Goal of the exercise:
The lines to retype are the one with "Find the potted" and all that follow it to the end of the entries below; copy them exactly and nothing else.
● ● ● ● ●
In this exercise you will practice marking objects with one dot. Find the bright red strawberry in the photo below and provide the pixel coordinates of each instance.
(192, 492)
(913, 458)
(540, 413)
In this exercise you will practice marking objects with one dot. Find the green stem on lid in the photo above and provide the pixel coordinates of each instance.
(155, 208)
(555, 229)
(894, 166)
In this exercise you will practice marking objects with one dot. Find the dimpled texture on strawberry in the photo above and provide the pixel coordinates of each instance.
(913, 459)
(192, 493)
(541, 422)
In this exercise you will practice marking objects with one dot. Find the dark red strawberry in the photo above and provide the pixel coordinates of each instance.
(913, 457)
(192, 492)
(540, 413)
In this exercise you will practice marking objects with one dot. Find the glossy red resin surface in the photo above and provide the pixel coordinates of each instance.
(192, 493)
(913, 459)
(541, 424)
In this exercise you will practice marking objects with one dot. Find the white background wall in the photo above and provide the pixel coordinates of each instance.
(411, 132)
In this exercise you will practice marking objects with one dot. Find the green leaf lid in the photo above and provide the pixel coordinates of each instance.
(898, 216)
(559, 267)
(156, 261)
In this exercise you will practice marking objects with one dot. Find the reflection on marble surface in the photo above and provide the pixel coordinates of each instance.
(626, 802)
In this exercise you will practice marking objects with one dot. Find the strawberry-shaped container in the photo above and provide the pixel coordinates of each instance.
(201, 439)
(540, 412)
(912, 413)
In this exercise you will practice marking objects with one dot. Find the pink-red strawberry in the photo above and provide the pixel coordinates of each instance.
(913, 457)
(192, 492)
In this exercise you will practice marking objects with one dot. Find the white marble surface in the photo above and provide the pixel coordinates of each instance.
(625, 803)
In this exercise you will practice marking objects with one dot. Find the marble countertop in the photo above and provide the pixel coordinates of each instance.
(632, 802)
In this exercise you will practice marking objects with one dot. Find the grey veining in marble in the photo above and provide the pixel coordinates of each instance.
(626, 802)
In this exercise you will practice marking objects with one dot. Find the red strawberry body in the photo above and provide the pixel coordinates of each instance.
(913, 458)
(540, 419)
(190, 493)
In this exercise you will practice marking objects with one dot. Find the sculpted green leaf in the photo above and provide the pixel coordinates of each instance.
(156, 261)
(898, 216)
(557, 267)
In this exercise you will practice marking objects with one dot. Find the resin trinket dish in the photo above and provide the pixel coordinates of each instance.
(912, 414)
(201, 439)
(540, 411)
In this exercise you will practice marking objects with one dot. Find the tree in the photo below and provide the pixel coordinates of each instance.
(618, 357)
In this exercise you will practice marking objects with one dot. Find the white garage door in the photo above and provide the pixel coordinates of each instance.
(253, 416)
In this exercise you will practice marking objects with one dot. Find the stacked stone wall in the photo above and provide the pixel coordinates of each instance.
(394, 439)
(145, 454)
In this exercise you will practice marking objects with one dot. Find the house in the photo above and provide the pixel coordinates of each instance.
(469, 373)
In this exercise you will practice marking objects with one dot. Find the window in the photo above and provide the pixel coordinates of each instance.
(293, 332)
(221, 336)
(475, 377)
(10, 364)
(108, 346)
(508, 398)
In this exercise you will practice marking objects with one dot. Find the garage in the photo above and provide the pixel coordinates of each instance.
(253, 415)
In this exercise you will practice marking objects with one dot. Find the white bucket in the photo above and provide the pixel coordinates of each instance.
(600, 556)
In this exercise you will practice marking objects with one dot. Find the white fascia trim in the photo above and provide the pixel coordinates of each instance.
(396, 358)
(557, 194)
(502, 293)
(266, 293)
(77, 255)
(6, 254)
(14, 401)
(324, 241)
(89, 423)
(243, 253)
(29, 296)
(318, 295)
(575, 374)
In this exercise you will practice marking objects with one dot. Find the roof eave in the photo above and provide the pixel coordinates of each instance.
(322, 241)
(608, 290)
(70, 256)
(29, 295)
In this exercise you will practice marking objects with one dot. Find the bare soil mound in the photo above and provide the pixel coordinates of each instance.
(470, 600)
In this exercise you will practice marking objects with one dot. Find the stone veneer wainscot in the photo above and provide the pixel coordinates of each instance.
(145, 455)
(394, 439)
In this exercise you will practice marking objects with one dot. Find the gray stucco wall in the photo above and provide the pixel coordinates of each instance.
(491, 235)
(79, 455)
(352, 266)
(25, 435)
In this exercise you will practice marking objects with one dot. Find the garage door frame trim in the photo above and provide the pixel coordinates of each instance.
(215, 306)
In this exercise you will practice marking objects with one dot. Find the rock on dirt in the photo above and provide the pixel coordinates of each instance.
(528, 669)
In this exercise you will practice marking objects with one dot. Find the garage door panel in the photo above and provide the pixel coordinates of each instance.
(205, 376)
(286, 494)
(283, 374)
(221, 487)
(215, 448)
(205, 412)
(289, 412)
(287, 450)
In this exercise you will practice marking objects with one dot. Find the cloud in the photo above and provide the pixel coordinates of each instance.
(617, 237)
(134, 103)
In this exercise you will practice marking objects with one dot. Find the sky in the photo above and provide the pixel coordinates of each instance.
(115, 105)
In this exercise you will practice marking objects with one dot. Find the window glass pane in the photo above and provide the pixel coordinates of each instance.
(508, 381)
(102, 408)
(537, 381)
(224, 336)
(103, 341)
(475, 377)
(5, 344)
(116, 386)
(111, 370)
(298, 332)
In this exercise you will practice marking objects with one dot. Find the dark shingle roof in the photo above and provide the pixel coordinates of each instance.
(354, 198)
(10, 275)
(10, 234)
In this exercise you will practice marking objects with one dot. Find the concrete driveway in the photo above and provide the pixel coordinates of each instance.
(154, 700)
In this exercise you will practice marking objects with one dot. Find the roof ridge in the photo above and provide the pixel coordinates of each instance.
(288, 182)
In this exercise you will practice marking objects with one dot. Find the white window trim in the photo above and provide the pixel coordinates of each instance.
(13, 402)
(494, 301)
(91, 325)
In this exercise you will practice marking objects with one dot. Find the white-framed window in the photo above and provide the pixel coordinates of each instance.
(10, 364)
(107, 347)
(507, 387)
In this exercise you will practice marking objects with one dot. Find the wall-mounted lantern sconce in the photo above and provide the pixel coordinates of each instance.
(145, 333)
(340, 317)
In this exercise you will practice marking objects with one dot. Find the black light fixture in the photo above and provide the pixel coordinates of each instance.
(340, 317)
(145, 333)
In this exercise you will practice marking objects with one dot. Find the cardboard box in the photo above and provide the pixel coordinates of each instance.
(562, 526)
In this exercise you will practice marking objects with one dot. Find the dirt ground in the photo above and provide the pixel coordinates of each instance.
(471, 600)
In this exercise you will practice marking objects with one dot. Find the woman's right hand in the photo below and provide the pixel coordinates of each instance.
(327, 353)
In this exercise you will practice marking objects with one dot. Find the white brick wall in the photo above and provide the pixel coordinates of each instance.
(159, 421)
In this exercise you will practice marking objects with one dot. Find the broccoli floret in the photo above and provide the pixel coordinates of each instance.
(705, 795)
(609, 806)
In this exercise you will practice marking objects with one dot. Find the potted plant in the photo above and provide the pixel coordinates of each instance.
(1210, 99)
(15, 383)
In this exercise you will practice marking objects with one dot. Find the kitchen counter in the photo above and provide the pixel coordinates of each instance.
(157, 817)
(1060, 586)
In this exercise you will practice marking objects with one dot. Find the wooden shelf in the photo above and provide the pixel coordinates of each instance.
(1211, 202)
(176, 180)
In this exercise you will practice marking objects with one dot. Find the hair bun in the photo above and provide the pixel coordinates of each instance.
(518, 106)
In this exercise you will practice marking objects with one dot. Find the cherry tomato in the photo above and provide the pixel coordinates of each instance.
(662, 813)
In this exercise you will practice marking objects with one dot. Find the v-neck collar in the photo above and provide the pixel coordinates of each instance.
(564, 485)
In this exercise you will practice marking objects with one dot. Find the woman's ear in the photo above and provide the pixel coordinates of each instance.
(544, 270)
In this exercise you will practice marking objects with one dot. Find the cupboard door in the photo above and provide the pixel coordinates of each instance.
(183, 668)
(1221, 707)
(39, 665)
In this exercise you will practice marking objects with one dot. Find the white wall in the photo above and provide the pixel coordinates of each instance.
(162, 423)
● ● ● ● ●
Response to the task:
In this exercise you will practice marking objects with one dot. Find the potted plant in the photo above and provide the pixel coordinates of each instance.
(1210, 99)
(15, 383)
In this exercise you will practice marking objects with one dot. Find the kitchen counter in the photo above and provide the pixel coordinates of each instance.
(157, 817)
(1060, 586)
In this exercise you will practice marking objects with one dot. Find the wooden shelf in the photo above and provide the pixel coordinates of each instance.
(1211, 202)
(176, 180)
In this exercise you will practice marking objects with one dot. Find the hair bun in the photo above and provide the pixel coordinates of each instance.
(518, 106)
In this exercise you will practice marking objects with one dot. Find the cherry tomato in the photo above and provide the pixel coordinates of each instance.
(662, 813)
In this exercise you will practice marking objects with one dot. Find the v-neck collar in the photo above and provide the pixel coordinates of each instance.
(564, 485)
In this exercise you will practice marking objects with one dot. Find the woman's ear in the photo above and provide the pixel coordinates of each instance.
(544, 270)
In this exercise you will practice marking objects with one dot. Find the cupboard door in the photo above and provide the pixel coordinates of each instance.
(183, 668)
(1221, 707)
(39, 665)
In this exercise you will practice marking objects with one dot. Find the white wall in the photo above and provide the pixel coordinates of each instance.
(162, 423)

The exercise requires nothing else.